WORK REQUIRED: Replace every "thickest" in the items below with "widest" and reproduce the items with nothing else altered.

LISTED ENTRIES:
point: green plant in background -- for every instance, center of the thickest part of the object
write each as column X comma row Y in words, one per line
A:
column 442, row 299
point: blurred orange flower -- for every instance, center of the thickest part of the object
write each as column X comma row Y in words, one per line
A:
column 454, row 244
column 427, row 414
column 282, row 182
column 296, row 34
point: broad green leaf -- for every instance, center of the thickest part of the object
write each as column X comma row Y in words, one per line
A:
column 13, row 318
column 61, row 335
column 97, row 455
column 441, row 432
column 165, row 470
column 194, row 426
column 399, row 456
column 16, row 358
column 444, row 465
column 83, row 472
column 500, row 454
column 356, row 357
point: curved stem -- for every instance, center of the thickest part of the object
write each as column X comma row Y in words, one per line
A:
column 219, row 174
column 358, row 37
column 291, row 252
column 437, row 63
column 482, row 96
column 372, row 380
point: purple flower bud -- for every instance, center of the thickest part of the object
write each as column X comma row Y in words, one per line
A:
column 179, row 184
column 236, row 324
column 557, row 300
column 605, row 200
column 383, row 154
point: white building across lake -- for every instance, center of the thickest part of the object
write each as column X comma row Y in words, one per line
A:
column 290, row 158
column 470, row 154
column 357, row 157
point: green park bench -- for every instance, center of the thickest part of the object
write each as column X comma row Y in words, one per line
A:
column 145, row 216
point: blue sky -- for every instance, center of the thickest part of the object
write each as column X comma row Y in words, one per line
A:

WRITTEN RESPONSE:
point: green plant in background -- for every instance, center of the widest part of the object
write each as column X comma row Y in words, one per line
A:
column 442, row 299
point: blurred orange flower -- for every instance, center of the widest part of the object
write each as column X comma row Y in words, one per line
A:
column 454, row 244
column 427, row 414
column 282, row 182
column 296, row 34
point: broad green leaf -- for every instance, center of the widest part of the object
write each as column X comma row Y in words, one per line
A:
column 13, row 318
column 61, row 335
column 97, row 455
column 441, row 432
column 165, row 470
column 194, row 426
column 399, row 456
column 16, row 358
column 444, row 465
column 83, row 472
column 500, row 454
column 356, row 357
point: curved stem -- for every instance, center of the widest part of the object
write each as column X comma row Y in words, one per line
A:
column 219, row 174
column 358, row 37
column 291, row 252
column 437, row 63
column 482, row 96
column 372, row 380
point: purple flower bud -- for every instance, center of the widest part of the object
write each as column X comma row Y in words, one per line
A:
column 179, row 184
column 236, row 324
column 557, row 300
column 605, row 200
column 383, row 154
point: white building across lake -- for every instance, center of the widest part of the object
write each as column X comma row Y in words, one per line
A:
column 290, row 158
column 470, row 154
column 357, row 157
point: green park bench -- for every instance, center of the widest part of the object
write each as column X comma row Y in words, one per line
A:
column 145, row 216
point: blue sky -- for every instance, center of the widest part of the object
write each as column X comma row Y in words, one per line
A:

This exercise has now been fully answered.